_EXERCISE GOAL_
Copy out, word for word, everything from the line containing "Practice step: locate the dense" down to the line containing "x=35, y=144", including both of those lines.

_ROWS_
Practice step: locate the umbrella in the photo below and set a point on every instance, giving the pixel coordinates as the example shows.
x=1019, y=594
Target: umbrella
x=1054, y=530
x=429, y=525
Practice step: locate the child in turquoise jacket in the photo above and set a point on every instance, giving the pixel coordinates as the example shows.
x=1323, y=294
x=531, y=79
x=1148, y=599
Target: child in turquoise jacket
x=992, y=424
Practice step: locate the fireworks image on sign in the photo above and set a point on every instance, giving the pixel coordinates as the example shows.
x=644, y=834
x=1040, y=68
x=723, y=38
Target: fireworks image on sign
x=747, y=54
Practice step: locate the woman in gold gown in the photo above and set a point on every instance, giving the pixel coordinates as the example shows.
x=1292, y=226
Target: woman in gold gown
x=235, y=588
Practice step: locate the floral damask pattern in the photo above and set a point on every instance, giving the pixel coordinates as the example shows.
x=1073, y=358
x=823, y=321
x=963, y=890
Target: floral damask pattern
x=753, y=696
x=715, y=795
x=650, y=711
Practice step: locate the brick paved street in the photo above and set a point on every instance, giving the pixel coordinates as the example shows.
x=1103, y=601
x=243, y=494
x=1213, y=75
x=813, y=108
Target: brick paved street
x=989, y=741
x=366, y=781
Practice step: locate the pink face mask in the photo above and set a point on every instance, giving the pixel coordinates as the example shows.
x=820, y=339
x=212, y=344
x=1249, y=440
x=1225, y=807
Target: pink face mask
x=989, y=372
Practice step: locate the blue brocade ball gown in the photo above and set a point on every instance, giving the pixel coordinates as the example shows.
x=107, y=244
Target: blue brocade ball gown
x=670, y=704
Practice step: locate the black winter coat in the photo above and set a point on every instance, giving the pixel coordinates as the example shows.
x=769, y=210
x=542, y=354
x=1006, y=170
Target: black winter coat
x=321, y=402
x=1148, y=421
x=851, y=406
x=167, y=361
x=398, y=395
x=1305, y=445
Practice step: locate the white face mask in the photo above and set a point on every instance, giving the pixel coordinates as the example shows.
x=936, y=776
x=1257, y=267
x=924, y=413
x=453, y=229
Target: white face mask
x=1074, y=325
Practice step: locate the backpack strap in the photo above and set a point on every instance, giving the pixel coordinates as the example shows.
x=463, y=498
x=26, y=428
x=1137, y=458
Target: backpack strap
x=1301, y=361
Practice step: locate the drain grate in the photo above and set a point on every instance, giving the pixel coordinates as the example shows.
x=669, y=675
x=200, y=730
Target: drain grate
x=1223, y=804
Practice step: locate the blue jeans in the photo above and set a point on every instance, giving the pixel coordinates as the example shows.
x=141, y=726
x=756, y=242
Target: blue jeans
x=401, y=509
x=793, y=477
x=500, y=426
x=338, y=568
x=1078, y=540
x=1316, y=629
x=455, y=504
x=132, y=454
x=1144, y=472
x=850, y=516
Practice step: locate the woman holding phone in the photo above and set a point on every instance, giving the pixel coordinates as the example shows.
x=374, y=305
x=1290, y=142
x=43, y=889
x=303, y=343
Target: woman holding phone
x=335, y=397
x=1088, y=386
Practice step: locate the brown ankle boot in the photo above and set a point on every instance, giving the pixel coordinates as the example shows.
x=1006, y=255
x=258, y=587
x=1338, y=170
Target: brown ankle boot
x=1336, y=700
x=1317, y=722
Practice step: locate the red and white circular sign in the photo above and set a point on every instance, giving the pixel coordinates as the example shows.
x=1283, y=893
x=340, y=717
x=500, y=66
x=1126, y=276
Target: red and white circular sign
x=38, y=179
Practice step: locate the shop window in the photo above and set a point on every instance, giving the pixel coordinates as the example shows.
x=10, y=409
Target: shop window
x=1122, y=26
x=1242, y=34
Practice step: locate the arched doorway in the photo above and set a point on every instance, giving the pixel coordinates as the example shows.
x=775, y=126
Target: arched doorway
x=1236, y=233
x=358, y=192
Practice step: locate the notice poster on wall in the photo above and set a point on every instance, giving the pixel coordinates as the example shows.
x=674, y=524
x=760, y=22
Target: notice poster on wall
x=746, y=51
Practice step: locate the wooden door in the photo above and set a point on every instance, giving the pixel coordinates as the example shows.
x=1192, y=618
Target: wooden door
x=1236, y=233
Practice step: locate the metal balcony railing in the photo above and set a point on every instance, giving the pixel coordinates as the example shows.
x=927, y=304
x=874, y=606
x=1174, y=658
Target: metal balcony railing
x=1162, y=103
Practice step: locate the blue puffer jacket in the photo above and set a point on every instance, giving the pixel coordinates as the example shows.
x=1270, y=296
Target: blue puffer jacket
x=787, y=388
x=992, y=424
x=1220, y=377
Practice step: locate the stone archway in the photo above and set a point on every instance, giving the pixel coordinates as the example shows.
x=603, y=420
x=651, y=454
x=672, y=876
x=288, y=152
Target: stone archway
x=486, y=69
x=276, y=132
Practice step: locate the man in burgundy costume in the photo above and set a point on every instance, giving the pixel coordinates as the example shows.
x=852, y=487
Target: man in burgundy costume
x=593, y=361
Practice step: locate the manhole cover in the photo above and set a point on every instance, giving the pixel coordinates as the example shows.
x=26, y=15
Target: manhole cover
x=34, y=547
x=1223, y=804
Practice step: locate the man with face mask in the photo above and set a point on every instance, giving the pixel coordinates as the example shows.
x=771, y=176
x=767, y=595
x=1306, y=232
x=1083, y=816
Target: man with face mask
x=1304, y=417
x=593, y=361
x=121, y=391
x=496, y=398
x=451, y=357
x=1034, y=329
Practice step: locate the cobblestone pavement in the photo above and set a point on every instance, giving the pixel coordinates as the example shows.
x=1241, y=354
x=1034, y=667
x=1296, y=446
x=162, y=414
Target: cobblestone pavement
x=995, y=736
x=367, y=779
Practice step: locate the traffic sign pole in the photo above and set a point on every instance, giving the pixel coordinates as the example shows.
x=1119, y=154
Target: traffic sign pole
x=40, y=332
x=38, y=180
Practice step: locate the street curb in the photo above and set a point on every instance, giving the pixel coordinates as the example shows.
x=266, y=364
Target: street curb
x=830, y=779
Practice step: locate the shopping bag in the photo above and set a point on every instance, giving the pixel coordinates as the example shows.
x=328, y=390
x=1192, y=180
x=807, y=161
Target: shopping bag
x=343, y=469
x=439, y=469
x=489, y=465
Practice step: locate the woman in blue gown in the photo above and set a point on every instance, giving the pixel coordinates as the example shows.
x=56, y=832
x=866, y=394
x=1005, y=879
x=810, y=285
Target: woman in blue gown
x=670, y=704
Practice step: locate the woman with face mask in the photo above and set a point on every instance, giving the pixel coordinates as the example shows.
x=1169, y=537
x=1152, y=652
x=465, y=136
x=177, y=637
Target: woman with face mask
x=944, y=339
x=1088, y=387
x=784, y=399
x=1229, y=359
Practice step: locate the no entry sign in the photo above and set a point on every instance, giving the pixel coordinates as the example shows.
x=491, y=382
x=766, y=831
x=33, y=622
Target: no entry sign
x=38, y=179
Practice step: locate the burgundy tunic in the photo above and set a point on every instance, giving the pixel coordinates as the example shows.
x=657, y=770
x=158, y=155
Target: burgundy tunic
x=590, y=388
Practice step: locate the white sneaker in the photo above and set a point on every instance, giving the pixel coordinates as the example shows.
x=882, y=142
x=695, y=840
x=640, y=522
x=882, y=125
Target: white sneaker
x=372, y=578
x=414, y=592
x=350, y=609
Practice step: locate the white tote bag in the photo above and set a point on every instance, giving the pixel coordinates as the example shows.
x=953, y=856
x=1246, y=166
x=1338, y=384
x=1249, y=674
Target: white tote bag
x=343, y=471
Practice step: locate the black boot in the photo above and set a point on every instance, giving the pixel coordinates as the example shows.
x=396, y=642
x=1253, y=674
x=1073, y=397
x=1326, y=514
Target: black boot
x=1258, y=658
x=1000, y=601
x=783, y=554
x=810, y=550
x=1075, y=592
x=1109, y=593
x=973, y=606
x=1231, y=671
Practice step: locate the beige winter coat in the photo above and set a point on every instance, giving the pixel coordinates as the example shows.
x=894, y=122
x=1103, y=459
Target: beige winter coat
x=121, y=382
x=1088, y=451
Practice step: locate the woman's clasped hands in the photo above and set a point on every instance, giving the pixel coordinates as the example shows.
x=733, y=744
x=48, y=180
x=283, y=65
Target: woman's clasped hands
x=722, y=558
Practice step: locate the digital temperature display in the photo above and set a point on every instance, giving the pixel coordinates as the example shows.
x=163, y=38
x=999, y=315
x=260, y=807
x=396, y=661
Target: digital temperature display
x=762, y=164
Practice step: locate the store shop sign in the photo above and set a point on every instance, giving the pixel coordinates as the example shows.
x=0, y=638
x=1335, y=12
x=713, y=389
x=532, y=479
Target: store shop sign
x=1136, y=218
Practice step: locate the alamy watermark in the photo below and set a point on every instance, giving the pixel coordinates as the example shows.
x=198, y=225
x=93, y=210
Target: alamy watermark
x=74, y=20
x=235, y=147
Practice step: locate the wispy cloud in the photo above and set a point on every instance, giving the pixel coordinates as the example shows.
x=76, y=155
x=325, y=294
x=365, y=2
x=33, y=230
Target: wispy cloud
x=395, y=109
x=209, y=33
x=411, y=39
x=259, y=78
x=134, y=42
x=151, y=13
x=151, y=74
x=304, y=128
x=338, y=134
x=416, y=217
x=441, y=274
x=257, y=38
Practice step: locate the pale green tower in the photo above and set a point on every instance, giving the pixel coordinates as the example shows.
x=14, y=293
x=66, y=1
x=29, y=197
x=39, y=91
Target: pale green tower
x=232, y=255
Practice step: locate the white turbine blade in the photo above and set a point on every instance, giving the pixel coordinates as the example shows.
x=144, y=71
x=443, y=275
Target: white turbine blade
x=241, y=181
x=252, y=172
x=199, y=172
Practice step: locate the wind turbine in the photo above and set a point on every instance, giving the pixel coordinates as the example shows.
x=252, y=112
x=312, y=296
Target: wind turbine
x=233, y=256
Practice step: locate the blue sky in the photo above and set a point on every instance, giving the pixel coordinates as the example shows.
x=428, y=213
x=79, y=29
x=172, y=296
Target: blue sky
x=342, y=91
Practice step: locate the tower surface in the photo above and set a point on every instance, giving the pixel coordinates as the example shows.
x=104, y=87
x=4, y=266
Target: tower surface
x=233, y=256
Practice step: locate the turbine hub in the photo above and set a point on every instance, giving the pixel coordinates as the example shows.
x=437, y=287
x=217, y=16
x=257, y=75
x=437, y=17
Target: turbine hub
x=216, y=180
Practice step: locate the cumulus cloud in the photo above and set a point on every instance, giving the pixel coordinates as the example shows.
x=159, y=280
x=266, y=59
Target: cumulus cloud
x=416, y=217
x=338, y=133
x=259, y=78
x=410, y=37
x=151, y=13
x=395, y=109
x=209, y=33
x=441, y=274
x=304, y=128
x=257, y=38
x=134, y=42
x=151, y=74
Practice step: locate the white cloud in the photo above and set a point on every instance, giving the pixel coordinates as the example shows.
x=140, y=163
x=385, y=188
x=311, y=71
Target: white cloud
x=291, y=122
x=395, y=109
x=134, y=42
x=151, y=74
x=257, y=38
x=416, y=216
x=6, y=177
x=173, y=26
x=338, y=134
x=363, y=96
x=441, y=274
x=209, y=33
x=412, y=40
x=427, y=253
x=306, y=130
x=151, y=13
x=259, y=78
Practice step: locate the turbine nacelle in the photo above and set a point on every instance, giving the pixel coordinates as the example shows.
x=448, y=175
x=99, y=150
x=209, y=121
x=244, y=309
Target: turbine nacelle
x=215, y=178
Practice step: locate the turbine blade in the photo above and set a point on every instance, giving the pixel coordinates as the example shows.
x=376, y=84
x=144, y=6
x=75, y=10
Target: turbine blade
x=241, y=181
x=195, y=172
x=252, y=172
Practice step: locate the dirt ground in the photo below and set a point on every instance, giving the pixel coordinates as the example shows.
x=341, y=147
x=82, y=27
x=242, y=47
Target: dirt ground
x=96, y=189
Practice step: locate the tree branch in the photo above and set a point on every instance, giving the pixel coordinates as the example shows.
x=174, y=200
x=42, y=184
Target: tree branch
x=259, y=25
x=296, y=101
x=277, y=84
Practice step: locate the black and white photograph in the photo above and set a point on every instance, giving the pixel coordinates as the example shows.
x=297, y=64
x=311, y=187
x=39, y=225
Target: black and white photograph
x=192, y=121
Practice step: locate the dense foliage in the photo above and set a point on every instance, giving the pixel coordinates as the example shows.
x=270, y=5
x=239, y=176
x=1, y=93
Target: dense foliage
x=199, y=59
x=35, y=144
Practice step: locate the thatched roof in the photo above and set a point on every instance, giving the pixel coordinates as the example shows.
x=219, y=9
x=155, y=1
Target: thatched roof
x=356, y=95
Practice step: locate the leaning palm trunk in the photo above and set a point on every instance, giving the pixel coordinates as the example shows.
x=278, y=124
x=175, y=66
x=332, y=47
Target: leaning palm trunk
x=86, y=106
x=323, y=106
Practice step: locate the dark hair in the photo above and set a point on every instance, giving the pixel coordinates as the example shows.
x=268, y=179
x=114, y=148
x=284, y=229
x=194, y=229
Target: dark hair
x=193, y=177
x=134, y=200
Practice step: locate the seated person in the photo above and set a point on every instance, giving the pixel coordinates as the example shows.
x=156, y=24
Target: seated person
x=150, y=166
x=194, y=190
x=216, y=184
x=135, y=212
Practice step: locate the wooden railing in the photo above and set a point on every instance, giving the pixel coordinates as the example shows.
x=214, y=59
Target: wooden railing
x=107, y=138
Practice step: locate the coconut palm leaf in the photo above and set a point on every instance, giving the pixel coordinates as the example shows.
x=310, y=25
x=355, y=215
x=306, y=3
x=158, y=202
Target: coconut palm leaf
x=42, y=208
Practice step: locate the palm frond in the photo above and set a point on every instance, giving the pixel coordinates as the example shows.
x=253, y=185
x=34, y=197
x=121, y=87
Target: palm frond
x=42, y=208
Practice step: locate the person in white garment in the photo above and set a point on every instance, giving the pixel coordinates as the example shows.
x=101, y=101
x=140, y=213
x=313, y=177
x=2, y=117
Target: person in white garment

_OUTPUT_
Practice step: locate the dense foliage in the photo above and set a point on every instance, giving the pixel coordinates as the example shows.
x=270, y=5
x=239, y=176
x=1, y=93
Target: dense foliage
x=199, y=59
x=35, y=144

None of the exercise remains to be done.